==== DATA FOR PROCESSING ====

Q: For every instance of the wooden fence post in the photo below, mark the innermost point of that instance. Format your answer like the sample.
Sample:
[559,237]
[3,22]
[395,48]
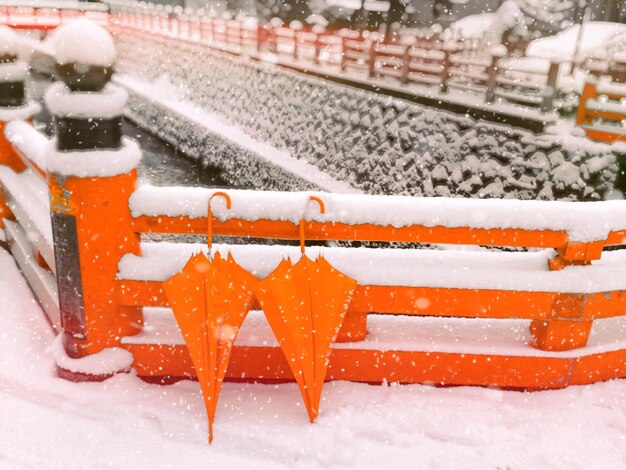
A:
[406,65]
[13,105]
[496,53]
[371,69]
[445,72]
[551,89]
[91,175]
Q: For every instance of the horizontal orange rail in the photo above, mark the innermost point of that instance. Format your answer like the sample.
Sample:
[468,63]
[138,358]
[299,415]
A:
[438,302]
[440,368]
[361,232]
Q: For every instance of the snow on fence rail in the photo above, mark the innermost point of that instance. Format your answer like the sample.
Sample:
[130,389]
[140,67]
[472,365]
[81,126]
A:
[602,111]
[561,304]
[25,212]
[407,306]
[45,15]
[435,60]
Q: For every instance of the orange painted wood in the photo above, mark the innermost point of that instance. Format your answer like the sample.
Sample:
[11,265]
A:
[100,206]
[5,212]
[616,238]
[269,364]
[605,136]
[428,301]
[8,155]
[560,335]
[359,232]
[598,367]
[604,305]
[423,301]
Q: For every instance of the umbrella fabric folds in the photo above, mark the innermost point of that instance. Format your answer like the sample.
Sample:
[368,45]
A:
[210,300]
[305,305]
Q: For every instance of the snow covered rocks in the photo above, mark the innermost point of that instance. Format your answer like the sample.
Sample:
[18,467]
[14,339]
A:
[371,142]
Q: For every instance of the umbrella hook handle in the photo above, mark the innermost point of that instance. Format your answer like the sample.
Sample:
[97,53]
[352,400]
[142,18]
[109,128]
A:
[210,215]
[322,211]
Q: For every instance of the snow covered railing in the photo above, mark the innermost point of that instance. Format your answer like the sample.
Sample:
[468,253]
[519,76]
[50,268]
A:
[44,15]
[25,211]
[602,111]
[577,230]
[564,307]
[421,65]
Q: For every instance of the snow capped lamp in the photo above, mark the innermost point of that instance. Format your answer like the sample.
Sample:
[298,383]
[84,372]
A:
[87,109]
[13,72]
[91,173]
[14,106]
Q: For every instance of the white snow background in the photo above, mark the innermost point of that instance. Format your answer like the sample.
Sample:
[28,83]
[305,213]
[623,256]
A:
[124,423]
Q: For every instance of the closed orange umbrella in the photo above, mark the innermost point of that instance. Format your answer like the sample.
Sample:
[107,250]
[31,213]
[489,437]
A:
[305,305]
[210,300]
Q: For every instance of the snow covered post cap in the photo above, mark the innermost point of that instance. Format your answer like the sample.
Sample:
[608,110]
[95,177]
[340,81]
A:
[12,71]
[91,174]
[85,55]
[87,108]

====

* AIM: Repeat every one of the rows above word for word, leaving the pictures out of your answer.

* FINISHED TASK:
Q: For every instance of the wooden fence post in the photo below, mark the innermost point of that instance. Format your answer like the sample.
Sample:
[559,237]
[3,22]
[395,48]
A:
[406,65]
[13,105]
[496,53]
[371,69]
[445,72]
[551,89]
[91,175]
Q: For every instance of the horizontal orange rail in the photo above, mark the innermost point of that instance. Format your answer like the sample.
Sample:
[468,63]
[138,358]
[299,415]
A:
[438,302]
[440,368]
[361,232]
Q: For every instance of the snow on fence rail in the photo above, mark the innermost point of that instance. Format your answer like the sample.
Sample:
[130,389]
[140,67]
[472,365]
[81,126]
A:
[602,111]
[561,304]
[25,212]
[407,306]
[45,15]
[435,60]
Q: For every instance of the orange painted wood in the photo above, mark the innermost point of that instance. Format your answer like the sample.
Sample:
[11,265]
A:
[100,206]
[5,212]
[616,238]
[269,364]
[605,136]
[428,301]
[8,155]
[560,335]
[359,232]
[598,367]
[604,305]
[423,301]
Q: For every instance of the umbrella fabric folds in the photo above, mark the innermost point of that instance. Format your answer like the sample.
Sample:
[368,45]
A:
[210,300]
[305,305]
Q: For every instance of the snow covered rocks in the photo above, mark the innermost point of that instance. Format your answer like the sample.
Sample:
[18,467]
[14,339]
A:
[371,142]
Q: For every instance of the umbrella hook handle in the photo above, mark the innermost point of that instance. Format your answer like the sample.
Sample:
[97,53]
[352,400]
[142,18]
[109,128]
A:
[210,215]
[322,211]
Q: For every instance of the snow covered railing in the photo above, mark the innermost point of that instance. Format your answer like the sample.
Sample:
[468,253]
[519,76]
[50,268]
A:
[44,15]
[25,211]
[602,111]
[577,230]
[564,307]
[421,65]
Q: For every instance of the snow capped lamp in the photo above, mark the innermost point of that instance. Format your answer like the sample.
Sample:
[298,383]
[84,372]
A:
[87,109]
[13,72]
[91,173]
[14,106]
Q: For every instance of the white snow background in the photo above, mark the innermost point of that instance. Format your answer like the sample.
Sample:
[28,83]
[305,213]
[623,256]
A:
[124,423]
Q: For every instance of the closed orange umbrella in the photo above, mark the innermost point of that instance. Format your answer like the sample.
Sample:
[107,250]
[31,213]
[489,437]
A:
[305,305]
[210,300]
Q: For every instance of the snow covered post cap in the photo above, mark the innermost point of that instance. Format your answer like the sample.
Sample:
[608,110]
[95,177]
[340,81]
A:
[12,71]
[91,174]
[85,55]
[87,108]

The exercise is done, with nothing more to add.